What you write should be the line containing "of the pink" followed by every line after it to the end of the listing, exactly as given, and nothing more.

Start of Block

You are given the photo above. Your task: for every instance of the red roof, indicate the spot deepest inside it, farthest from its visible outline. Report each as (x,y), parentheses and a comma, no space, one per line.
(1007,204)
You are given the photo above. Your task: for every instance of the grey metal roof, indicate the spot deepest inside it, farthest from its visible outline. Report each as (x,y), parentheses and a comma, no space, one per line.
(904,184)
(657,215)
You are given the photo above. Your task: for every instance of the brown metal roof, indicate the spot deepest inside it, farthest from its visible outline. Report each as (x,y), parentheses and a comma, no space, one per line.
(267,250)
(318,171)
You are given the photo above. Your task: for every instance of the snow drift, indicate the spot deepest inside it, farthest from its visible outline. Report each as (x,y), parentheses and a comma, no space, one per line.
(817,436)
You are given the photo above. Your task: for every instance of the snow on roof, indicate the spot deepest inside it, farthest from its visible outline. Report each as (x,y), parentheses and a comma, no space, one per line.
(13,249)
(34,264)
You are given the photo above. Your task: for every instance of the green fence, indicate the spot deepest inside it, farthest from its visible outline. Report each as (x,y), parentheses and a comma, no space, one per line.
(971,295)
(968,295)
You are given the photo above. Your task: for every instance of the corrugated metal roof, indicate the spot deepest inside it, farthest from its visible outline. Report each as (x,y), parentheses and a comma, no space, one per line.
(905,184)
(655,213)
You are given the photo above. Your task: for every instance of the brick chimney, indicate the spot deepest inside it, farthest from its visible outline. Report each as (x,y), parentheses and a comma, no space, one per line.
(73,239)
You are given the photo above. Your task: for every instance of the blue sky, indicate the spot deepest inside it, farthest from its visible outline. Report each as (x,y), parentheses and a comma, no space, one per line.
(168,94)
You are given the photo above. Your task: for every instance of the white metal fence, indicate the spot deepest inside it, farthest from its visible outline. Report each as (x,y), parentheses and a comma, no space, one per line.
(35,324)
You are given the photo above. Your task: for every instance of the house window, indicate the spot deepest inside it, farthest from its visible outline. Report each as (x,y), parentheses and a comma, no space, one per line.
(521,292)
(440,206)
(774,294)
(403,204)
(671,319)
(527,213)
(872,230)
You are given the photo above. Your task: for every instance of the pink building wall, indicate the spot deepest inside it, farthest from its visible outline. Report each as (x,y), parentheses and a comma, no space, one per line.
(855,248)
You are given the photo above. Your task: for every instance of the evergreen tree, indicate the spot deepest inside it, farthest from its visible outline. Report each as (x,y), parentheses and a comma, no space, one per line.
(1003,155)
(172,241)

End of Block

§ **EXPECTED OUTPUT**:
You are given the photo above. Your task: for every instance of the pink building wall, indicate the spot deepest inside it, farthest from its visible outline. Report each as (x,y), parentheses and a comma, no space, one per line.
(855,248)
You are given the photo above. Your task: for every instance of the evergreen tree, indicate the spot deepest inside it, farthest from its visible outline. Report each as (x,y), parentheses and a comma, no space, one per line.
(1003,155)
(172,241)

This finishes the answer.